__TASK OBJECTIVE__
Copy out the records below exactly, line for line.

[Detection examples]
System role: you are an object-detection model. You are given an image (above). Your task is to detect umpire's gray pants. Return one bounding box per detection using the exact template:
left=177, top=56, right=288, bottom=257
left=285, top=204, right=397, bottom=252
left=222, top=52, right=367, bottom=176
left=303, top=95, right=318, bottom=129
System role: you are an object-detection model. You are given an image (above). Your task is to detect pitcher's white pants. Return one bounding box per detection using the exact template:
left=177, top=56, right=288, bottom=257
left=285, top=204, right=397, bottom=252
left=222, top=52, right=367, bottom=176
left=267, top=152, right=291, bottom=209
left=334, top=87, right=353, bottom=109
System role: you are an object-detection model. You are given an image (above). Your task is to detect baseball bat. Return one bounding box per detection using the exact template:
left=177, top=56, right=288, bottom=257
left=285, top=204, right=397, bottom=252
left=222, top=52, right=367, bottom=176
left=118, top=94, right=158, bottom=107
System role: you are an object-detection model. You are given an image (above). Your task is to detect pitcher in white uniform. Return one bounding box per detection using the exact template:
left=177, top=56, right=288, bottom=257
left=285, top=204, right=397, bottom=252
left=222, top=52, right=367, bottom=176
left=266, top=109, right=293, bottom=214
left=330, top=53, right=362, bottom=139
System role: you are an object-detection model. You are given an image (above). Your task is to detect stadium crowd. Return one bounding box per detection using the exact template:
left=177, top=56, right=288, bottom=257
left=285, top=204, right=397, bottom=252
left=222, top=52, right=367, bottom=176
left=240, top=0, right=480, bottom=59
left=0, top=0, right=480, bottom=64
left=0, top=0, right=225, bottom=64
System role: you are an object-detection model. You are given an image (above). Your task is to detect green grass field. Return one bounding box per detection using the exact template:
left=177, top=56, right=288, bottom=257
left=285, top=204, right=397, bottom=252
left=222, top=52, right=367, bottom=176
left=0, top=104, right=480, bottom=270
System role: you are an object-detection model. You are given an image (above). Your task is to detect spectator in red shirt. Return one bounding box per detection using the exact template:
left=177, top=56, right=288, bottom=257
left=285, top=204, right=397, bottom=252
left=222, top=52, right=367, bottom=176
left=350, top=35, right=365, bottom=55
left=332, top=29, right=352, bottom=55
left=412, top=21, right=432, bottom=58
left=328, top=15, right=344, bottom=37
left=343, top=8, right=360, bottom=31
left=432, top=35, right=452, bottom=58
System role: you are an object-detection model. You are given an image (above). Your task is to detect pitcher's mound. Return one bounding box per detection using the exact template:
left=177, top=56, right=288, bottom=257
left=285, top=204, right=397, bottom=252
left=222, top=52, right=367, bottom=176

__TASK ANSWER__
System role: you are an object-detection model. You are given an image (above). Your task is to detect umpire's gray pants. Return one bounding box per detection using the exact template:
left=177, top=56, right=288, bottom=257
left=285, top=204, right=397, bottom=252
left=222, top=52, right=367, bottom=176
left=303, top=95, right=318, bottom=129
System role: you are an object-detection model. You are given an image (above). Your task is to detect pitcher's white pants. Return one bounding box per detection using the exact template:
left=177, top=56, right=288, bottom=257
left=285, top=204, right=397, bottom=252
left=222, top=52, right=367, bottom=176
left=267, top=152, right=291, bottom=209
left=334, top=87, right=353, bottom=109
System role: you are an object-detection model. You are given an image (above). Your task is to detect baseball bat. Return one bounding box per detection using the exact template:
left=177, top=56, right=288, bottom=257
left=285, top=204, right=397, bottom=252
left=222, top=52, right=367, bottom=176
left=118, top=94, right=158, bottom=107
System role: you are an object-detection model. You are given an image (above). Your task is to detect pitcher in white uniform. Return one bounding box per detection using the exact template:
left=177, top=56, right=288, bottom=257
left=285, top=204, right=397, bottom=252
left=222, top=52, right=367, bottom=176
left=266, top=109, right=293, bottom=214
left=330, top=53, right=362, bottom=139
System role: you are an object-detection model. You are given an image (above). Your task is to detect stadium crowd. Return one bounding box per detection using the exact template:
left=177, top=56, right=288, bottom=257
left=285, top=204, right=397, bottom=252
left=222, top=52, right=367, bottom=176
left=240, top=0, right=480, bottom=59
left=0, top=0, right=480, bottom=64
left=0, top=0, right=225, bottom=64
System role: you are an object-detection model. You are given an image (above). Your task is to detect green grass field. Return one bounding box per detection using the exact template:
left=177, top=56, right=288, bottom=257
left=285, top=204, right=397, bottom=252
left=222, top=52, right=367, bottom=176
left=0, top=104, right=480, bottom=270
System role: you are an object-detection model. You are given an image (above). Your task is to detect spectator in red shirt. Return one bounding box per detection using the exact template:
left=177, top=56, right=288, bottom=257
left=285, top=204, right=397, bottom=252
left=222, top=52, right=367, bottom=176
left=350, top=35, right=365, bottom=55
left=332, top=29, right=352, bottom=55
left=412, top=21, right=432, bottom=58
left=328, top=15, right=344, bottom=37
left=343, top=8, right=360, bottom=31
left=432, top=35, right=452, bottom=58
System role: you are an object-detection model. You are given an image (above). Your task is to detect pitcher's mound. Return one bounding box per detection using the exact template:
left=177, top=56, right=288, bottom=257
left=285, top=204, right=397, bottom=252
left=222, top=52, right=367, bottom=176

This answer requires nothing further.